▶ _ABOUT THIS TASK_: This exercise asks for the entries below to be printed exactly.

▶ _SUPPLIED MATERIAL_:
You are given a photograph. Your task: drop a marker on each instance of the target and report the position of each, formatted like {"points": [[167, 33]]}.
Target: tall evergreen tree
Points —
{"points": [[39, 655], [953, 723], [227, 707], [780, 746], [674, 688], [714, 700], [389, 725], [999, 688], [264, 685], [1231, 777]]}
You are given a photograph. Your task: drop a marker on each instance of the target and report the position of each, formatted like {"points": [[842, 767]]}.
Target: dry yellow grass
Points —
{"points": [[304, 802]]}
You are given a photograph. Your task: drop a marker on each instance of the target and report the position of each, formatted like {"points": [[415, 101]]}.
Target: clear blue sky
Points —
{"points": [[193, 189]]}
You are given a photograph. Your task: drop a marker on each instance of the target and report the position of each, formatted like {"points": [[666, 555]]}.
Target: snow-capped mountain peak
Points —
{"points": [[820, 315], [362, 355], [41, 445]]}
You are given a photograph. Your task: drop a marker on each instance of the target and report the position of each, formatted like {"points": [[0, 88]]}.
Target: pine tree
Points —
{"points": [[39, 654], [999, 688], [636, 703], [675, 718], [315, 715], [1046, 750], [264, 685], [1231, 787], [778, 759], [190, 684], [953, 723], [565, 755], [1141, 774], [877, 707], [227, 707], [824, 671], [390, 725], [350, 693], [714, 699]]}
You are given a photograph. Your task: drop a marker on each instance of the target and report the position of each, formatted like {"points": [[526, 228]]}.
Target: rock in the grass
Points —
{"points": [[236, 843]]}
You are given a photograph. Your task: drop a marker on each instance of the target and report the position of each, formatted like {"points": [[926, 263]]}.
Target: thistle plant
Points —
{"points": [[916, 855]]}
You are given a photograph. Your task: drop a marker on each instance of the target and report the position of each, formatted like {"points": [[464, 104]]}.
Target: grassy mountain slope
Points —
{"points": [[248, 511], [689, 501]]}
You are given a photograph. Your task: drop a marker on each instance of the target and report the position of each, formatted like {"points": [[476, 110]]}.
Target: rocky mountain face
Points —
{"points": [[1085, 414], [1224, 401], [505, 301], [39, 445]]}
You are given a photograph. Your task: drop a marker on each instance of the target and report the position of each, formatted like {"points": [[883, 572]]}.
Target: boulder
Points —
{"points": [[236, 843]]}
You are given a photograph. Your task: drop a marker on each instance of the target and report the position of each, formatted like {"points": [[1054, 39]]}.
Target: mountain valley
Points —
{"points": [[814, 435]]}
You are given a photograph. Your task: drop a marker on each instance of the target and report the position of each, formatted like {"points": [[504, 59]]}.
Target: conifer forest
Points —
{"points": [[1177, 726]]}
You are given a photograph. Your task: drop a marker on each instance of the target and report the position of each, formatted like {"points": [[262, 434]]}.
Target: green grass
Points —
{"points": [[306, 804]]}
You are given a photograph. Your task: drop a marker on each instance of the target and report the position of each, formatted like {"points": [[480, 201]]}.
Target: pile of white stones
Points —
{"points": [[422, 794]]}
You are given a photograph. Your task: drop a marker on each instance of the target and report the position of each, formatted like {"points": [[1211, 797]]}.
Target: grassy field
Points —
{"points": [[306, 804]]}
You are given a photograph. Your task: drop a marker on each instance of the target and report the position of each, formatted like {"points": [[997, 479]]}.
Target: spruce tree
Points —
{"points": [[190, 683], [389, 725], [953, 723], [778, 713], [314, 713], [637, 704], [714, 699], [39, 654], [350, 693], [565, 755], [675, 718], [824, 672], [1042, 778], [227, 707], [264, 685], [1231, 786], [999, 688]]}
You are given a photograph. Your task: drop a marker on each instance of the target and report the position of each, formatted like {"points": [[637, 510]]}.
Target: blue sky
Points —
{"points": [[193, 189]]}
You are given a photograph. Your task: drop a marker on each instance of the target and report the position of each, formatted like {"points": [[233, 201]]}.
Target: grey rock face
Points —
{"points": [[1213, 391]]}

▶ _RESULT OF THE EXERCISE_:
You are given a photograph. Your task: drop a marker on each instance of the target and report the position of each, formatted like {"points": [[167, 33]]}.
Target: tall evergreen tree
Points —
{"points": [[39, 655], [953, 723], [227, 707], [780, 746], [674, 688], [714, 700], [389, 725], [999, 688], [264, 685], [1231, 777]]}
You are given a photograph. Your task: drop a marker on each instance of the target and report the position of each, formatted like {"points": [[842, 767]]}.
Target: dry yellow grass
Points —
{"points": [[304, 802]]}
You are given a photograph. Your task: drop a marker on each instance of the target and report the position of each, formatted like {"points": [[415, 101]]}.
Target: clear blue sky
Points —
{"points": [[193, 189]]}
You are given a photograph. Your task: drop a marker on each instance of the target and report the position of each, formatted like {"points": [[666, 555]]}.
Target: snow-capped mountain peak
Points —
{"points": [[820, 315], [362, 355], [41, 445]]}
You are given a photograph. Your task: drop a marker on each instance of the target and report the position of each, formatted like {"points": [[0, 88]]}.
Target: pine tree
Points —
{"points": [[39, 654], [999, 688], [636, 703], [675, 718], [315, 715], [1046, 750], [264, 685], [1231, 787], [778, 759], [190, 684], [953, 723], [565, 755], [1141, 774], [877, 707], [227, 707], [824, 671], [390, 725], [350, 693], [714, 699]]}
You are given a photograph. Your task: drop a marker on each instance of the target and report the position of each, formatted like {"points": [[526, 228]]}.
Target: rock in the grass
Points —
{"points": [[236, 843]]}
You are given a photograph. Your task: drop a marker on each instance of the target and report the position of each, formatted like {"points": [[926, 263]]}.
Target: thistle plant
Points —
{"points": [[916, 855]]}
You are given a photograph. Your task: drop a marker on each instance of the target and report the position of each, formatted like {"points": [[464, 104]]}.
Target: grassy mountain slope
Points —
{"points": [[248, 511], [689, 501]]}
You are given a photograph. Your task: drop a marker on each instance of the target and report the position of each, formatted like {"points": [[476, 110]]}.
Target: rocky mountain face
Points —
{"points": [[1085, 414], [1224, 401], [505, 301], [39, 445]]}
You are given a photograph. Your task: drop a marker on each instance of the target and report the position of each, formatted like {"points": [[883, 572]]}.
Target: boulder
Points —
{"points": [[236, 843]]}
You are given a photograph. Your task: drop a marker on each instance of the target and report the position of each, formatted like {"points": [[1054, 39]]}.
Target: mountain valley
Points —
{"points": [[814, 435]]}
You are given a photograph. Your task: drop a marker on each instance of the target and report the position of each, formatted like {"points": [[504, 59]]}.
Target: conifer forest
Points —
{"points": [[1177, 726]]}
You are given a photograph. Your task: drop a marker on each instance of the target and report the position of each, formatted like {"points": [[262, 434]]}.
Target: green grass
Points —
{"points": [[306, 804]]}
You are given a photograph. Your task: drop a marker on each instance of the target and report the position of each, formatted like {"points": [[480, 201]]}.
Target: pile of white stones
Points —
{"points": [[422, 794]]}
You are given a photograph. Your task: drop a marker on each instance of the target and report the position of each, formatted like {"points": [[1211, 797]]}.
Target: grassy field
Points —
{"points": [[306, 804]]}
You are given a photograph. Your task: drop a marker on each instance of the target and report the position of each, formatted like {"points": [[997, 479]]}.
Target: spruce tree
Points —
{"points": [[190, 683], [389, 725], [953, 723], [778, 713], [314, 713], [637, 704], [714, 699], [39, 654], [350, 693], [565, 755], [675, 718], [824, 672], [1042, 778], [227, 707], [264, 685], [1231, 786], [999, 688]]}
You are given a photograph. Your task: drop a marker on each instance of the target and report the position of each, formatted like {"points": [[637, 510]]}.
Target: blue sky
Points —
{"points": [[193, 189]]}
You are given a photograph. Your task: drop a marker on each instance of the target and report the position of each, formatted like {"points": [[233, 201]]}.
Target: grey rock face
Points —
{"points": [[1213, 391]]}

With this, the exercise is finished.